__Текстовый блок__.
▬▬▬▬▬▬▬▬▬▬

То же бывает и в жизни людей. Годами в душе что-то зреет, но почему оно в какой-то определенный момент выступает наружу — мы сначала не можем понять. Так и я не могу сказать, почему именно в этом, 1911 году, прослушав в Карлсруэ цикл "От Иисуса ко Христу", я внезапно и безошибочно поняла, что должна связать свою жизнь с духовной работой Рудольфа Штейнера. Личные желания — как то желание жить в России с близкими по духу людьми — должны были отступить.

Своим местом жительства я выбрала Мюнхен, город художников. Желая усилить художественный элемент в антропософском обществе, Штейнер ежегодно во время летнего съезда устраивал здесь представления "Мистерий". Осуществлялись эти представления благодаря тому полному пониманию, преданности делу и энергии, с которыми Софи Штинде и ее подруга графиня Паулина Калькрейт шли навстречу его начинаниям.

Софи Штинде вела антропософскую работу с величайшей серьезностью. Идея построить здание, могущее дать представлениям "Мистерий" достойное обрамление, возникла сначала тоже здесь. И Рудольф Штейнер часто бывал в Мюнхене для лекций и собраний.

Я столовалась у фрау фон Вакано, которая содержала вегетарианский ресторан под названием "Фруктовая корзинка" и при нем небольшой пансион. Позднее получили широкую известность ее превосходные переводы сочинений Владимира Соловьева, вышед-шие под псевдонимом Гарри Келлер. Она воспитывалась в России и была сильной индивидуальностью, способной к большим взлетам и воодушевлению. Но эти свойства у нее соединялись со склонностью к фантастике, и в ее "Фруктовой корзинке" созревали иногда плоды псевдомистического сорта. Я задавала себе вопрос: "Разве Рудольф Штейнер этого не видит? Почему он не вмешивается?" Лишь спустя годы, когда все это дошло до абсурда и было осознано, сказал также и он, как тягостно ему было, например, во всех городах и на всех лекциях оказываться в окружении дам в лиловом. Одевались в лиловое потому, что он однажды сказал, что этот цвет оказывает моральное действие духовного характера. Это, конечно, мелочи. Но и в серьезных вещах Рудольф Штейнер оставлял людям свободу. Закон истинной эзотерики, соответствующий нашей эпохе, гласит: "Учитель не должен влиять на волю ученика. Он дает ему знания, доверяя его высшему существу и водительству судьбы, которая укажет ему истинный путь".

▬▬▬▬▬▬▬▬▬▬

__Исходные данные__.
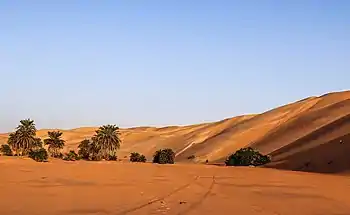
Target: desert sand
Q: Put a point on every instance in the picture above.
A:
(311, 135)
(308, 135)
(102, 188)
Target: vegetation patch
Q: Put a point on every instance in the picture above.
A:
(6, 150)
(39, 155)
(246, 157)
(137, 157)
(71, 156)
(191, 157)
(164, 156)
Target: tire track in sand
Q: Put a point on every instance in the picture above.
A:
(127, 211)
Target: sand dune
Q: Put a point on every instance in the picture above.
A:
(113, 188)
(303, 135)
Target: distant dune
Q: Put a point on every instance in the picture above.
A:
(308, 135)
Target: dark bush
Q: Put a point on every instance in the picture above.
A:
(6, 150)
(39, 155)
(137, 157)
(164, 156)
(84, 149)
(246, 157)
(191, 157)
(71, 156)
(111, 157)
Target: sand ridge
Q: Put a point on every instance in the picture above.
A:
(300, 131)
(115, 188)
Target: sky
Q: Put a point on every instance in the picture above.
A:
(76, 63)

▬▬▬▬▬▬▬▬▬▬

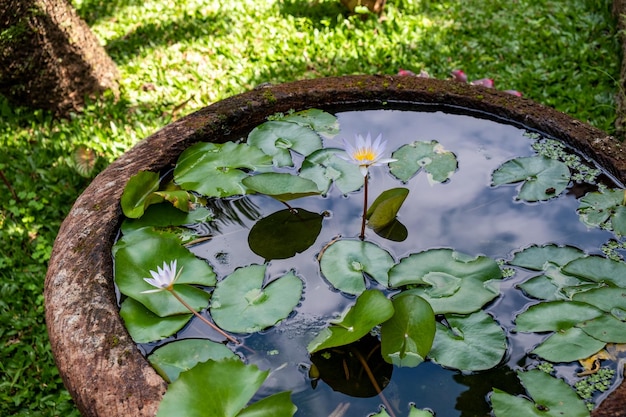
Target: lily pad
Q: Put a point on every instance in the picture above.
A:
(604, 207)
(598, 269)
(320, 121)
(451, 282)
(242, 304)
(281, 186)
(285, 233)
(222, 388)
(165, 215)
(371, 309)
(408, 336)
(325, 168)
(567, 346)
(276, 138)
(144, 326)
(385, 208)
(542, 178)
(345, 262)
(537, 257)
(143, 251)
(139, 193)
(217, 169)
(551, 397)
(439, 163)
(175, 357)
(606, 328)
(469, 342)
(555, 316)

▬▬▬▬▬▬▬▬▬▬

Как, согласно тексту о Рудольфе Штейнере и Мюнхене, назывался вегетарианский ресторан фрау фон Вакано?

__Ответ на задание__.
"Фруктовая корзинка".